▸ What you have to do
Recast the material from the line containing "For each <instance>, predict" through the line containing "positive clicks: (622, 319)", both included, as a numbered list with blank lines left out.

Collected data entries
+ + + + + + +

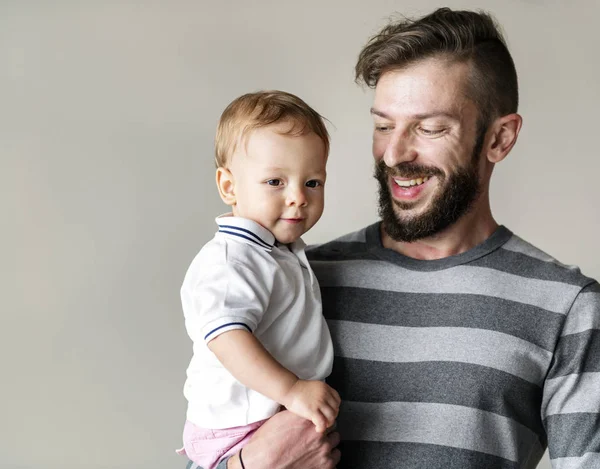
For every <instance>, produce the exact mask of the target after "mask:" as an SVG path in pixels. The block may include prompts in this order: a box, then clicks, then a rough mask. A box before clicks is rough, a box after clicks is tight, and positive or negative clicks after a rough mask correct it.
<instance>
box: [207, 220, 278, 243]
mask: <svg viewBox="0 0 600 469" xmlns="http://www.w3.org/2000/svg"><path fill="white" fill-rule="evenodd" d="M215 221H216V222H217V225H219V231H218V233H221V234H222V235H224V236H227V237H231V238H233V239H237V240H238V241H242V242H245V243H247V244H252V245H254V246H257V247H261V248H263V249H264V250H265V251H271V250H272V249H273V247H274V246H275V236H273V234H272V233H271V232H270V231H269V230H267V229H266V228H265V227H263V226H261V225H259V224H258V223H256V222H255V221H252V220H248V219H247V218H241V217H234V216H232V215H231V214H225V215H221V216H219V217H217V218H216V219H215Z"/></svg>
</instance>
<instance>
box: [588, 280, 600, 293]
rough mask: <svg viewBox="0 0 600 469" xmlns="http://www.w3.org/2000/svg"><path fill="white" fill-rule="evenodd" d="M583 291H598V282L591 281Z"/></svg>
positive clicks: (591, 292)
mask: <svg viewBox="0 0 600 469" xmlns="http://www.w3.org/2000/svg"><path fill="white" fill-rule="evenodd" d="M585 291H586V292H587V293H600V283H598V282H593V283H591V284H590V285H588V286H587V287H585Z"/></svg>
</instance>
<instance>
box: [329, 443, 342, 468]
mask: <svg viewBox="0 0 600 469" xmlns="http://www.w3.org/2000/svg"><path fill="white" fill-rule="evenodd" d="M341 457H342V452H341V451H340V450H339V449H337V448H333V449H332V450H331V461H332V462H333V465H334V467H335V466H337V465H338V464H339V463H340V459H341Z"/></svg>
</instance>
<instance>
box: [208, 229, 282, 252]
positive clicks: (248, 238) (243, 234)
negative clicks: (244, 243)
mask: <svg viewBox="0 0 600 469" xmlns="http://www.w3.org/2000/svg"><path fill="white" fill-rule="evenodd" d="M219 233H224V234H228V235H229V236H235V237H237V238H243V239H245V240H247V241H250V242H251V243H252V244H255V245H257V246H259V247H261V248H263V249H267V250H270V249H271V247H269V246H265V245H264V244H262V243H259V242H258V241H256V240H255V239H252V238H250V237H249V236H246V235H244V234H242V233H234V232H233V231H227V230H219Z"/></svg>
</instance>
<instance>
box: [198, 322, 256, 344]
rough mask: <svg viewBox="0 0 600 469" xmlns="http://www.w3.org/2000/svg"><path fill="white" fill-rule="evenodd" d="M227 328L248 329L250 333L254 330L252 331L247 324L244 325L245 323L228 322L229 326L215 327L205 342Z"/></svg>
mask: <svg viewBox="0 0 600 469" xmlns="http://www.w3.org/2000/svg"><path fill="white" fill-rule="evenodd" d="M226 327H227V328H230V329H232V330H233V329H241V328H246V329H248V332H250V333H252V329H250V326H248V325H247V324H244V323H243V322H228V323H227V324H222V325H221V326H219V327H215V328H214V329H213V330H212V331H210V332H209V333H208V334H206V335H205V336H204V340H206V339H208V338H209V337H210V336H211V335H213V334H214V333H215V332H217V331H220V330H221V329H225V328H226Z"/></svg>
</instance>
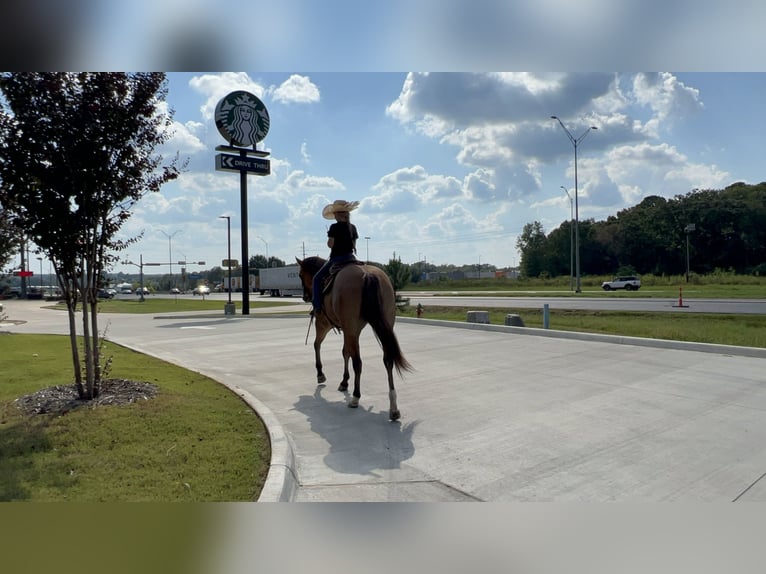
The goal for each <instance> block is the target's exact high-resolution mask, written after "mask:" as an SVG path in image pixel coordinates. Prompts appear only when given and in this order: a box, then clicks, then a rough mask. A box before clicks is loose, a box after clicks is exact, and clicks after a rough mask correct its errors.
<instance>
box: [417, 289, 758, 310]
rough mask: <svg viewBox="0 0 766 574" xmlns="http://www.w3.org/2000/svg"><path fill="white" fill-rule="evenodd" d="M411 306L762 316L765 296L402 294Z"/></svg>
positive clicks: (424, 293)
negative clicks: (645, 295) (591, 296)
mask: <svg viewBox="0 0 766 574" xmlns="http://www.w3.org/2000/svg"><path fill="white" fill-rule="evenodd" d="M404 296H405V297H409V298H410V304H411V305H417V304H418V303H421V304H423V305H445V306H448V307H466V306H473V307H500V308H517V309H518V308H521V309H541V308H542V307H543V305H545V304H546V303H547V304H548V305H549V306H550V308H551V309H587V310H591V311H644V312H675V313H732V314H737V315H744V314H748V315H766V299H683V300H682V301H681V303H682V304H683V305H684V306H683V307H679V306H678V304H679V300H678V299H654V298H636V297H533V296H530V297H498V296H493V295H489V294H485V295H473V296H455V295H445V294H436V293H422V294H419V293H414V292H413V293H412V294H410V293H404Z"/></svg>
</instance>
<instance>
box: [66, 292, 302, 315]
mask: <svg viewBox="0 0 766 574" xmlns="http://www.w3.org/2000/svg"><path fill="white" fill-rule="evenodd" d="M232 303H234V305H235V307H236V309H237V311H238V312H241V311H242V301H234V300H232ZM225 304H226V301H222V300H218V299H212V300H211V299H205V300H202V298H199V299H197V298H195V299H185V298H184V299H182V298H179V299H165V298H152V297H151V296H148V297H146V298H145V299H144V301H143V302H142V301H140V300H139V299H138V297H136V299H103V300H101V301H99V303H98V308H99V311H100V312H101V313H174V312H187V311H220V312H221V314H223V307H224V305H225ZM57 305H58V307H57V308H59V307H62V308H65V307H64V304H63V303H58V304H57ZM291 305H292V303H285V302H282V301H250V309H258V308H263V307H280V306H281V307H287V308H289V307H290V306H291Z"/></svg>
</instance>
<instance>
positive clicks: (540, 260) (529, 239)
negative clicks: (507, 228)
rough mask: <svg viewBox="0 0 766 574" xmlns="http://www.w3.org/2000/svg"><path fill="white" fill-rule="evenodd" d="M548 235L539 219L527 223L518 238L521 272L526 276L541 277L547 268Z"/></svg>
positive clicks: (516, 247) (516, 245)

+ + + + + + +

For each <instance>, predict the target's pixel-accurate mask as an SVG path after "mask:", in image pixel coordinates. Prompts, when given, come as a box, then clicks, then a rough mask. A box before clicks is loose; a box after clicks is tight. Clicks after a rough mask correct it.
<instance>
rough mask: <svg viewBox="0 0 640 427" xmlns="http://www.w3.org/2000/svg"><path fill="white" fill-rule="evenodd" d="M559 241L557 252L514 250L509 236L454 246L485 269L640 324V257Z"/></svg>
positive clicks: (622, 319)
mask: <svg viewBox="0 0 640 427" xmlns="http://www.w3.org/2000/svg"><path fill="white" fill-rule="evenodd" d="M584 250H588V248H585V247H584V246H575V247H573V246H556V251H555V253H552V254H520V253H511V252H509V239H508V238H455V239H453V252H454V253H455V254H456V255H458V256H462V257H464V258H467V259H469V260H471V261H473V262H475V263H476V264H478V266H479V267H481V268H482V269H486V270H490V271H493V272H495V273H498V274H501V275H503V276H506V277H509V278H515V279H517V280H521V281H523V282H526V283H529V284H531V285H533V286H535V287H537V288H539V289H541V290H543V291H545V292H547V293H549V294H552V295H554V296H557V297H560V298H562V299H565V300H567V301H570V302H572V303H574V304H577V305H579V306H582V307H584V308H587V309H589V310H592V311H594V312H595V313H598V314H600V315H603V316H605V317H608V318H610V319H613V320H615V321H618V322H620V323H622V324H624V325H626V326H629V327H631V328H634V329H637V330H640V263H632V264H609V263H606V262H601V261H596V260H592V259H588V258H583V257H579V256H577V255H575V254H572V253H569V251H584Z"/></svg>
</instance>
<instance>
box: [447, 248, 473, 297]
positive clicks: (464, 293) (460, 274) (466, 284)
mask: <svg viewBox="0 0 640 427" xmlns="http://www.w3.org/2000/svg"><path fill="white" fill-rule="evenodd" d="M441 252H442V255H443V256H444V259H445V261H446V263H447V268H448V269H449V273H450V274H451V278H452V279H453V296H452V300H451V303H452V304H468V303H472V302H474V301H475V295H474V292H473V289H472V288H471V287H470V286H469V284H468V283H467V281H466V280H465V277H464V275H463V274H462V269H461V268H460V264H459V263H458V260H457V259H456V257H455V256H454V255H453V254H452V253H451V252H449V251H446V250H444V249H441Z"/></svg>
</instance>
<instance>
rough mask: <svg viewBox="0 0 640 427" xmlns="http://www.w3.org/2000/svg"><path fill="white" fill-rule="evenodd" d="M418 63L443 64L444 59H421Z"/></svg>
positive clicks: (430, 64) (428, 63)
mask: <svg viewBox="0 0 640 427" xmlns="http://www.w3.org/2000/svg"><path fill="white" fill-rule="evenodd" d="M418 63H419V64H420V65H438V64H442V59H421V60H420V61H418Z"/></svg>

+ + + + + + +

▸ Response to the task
1. For each <instance>, predict the target's pixel-accurate mask as an SVG path after "mask:", in image pixel coordinates. Prompts, when given, come as a box, then clicks, then a rough mask. A box before clicks is loose; a box after clicks is tight. Clicks after a rough mask correct it.
2. <instance>
3. rough mask: <svg viewBox="0 0 640 427" xmlns="http://www.w3.org/2000/svg"><path fill="white" fill-rule="evenodd" d="M559 241L557 252L514 250L509 236L454 246L485 269L640 324V257Z"/></svg>
4. positive clicks: (622, 319)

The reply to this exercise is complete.